## Exercise goal
Pull out every line in the records below that contains the string "head" and copy each of those lines in full.

## The records
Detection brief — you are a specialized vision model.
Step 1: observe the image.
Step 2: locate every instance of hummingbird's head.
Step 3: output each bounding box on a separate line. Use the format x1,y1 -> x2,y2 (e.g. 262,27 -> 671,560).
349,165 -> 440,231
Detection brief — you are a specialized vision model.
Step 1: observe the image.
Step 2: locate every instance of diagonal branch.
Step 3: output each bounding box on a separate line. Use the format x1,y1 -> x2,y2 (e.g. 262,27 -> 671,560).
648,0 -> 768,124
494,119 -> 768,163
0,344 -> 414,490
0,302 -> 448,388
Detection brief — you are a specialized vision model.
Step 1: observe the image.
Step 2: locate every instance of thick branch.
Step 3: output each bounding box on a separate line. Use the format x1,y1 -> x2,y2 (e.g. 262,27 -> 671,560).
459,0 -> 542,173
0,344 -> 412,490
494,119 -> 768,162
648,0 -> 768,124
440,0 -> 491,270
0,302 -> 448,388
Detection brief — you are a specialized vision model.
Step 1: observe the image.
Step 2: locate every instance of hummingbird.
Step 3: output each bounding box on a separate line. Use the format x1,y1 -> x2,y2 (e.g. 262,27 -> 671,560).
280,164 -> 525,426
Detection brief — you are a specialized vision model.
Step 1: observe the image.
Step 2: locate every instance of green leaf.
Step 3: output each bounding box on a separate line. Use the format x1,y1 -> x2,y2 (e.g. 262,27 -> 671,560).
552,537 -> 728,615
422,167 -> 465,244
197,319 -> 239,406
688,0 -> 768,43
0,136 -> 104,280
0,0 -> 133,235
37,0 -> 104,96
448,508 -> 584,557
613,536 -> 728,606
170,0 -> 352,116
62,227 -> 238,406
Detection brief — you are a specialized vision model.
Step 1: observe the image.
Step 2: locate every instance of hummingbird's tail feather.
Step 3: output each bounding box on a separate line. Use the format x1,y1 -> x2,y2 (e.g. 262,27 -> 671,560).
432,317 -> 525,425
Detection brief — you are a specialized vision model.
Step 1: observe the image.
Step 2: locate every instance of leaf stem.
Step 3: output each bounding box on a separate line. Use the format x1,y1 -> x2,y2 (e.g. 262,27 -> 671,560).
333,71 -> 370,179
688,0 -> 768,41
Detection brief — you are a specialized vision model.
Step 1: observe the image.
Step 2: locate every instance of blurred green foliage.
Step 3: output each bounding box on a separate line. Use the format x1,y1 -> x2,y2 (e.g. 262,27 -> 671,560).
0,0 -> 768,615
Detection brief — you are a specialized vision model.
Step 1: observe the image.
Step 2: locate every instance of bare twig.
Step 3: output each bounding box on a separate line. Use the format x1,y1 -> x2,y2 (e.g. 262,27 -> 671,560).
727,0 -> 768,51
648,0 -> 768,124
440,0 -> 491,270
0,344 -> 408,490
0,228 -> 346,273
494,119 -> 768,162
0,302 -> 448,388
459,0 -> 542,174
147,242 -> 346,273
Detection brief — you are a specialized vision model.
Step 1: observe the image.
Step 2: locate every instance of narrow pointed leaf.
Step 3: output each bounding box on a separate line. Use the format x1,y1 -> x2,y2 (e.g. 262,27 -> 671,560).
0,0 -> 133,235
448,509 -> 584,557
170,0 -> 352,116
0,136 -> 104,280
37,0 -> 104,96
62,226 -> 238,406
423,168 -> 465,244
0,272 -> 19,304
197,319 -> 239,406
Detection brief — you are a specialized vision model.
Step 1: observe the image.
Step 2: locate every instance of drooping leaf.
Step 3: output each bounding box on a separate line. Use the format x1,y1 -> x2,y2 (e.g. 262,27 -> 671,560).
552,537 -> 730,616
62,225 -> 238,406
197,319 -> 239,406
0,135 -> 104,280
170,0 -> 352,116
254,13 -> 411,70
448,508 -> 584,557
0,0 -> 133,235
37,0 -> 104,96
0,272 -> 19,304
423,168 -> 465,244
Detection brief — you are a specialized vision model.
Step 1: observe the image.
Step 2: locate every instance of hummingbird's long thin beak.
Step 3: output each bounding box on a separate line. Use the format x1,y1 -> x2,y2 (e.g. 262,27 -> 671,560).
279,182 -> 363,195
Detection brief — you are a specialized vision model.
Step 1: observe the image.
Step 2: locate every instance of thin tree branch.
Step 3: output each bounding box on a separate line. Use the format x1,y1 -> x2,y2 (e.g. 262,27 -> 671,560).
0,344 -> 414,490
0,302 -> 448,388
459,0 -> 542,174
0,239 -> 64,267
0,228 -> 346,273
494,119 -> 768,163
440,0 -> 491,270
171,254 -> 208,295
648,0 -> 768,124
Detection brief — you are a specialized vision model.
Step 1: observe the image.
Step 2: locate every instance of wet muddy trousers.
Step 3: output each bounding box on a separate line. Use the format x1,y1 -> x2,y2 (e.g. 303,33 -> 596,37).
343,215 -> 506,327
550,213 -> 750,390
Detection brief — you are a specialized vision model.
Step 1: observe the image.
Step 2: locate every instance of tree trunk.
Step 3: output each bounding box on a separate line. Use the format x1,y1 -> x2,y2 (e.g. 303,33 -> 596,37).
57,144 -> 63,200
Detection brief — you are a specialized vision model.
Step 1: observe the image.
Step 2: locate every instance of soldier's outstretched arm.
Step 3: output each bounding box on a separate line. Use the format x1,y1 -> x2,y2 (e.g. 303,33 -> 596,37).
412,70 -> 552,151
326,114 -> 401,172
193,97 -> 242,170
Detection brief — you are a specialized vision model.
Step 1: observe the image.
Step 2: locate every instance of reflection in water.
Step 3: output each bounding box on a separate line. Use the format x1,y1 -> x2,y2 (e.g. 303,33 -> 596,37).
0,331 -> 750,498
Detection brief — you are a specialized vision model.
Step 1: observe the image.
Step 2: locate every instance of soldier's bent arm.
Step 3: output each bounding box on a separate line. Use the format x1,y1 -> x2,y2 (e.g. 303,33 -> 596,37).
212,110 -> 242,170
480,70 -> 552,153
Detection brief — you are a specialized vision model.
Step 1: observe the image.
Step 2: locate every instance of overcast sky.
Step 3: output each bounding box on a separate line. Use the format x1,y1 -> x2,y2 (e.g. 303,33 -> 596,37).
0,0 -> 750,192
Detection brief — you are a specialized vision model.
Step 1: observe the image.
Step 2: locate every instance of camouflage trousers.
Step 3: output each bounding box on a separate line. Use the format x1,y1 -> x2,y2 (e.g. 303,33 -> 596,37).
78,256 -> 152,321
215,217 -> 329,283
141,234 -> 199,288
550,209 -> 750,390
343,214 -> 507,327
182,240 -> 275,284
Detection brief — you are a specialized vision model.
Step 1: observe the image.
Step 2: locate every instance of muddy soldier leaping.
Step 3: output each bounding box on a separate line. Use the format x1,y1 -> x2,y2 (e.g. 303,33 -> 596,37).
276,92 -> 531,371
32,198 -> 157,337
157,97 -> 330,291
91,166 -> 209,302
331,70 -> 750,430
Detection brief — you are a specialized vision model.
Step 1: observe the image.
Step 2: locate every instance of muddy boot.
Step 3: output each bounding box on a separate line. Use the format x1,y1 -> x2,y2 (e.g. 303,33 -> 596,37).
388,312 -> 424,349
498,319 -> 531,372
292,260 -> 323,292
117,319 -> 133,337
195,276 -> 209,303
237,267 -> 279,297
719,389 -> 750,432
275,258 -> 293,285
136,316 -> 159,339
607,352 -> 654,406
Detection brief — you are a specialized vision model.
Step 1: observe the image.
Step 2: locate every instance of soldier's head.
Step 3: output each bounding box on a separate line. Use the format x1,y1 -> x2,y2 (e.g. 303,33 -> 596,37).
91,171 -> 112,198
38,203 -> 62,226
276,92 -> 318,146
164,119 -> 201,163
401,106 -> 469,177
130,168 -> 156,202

## Exercise solution
Step 2: locate every instance of hummingbird's head.
Step 2: locate every instance of soldier's head.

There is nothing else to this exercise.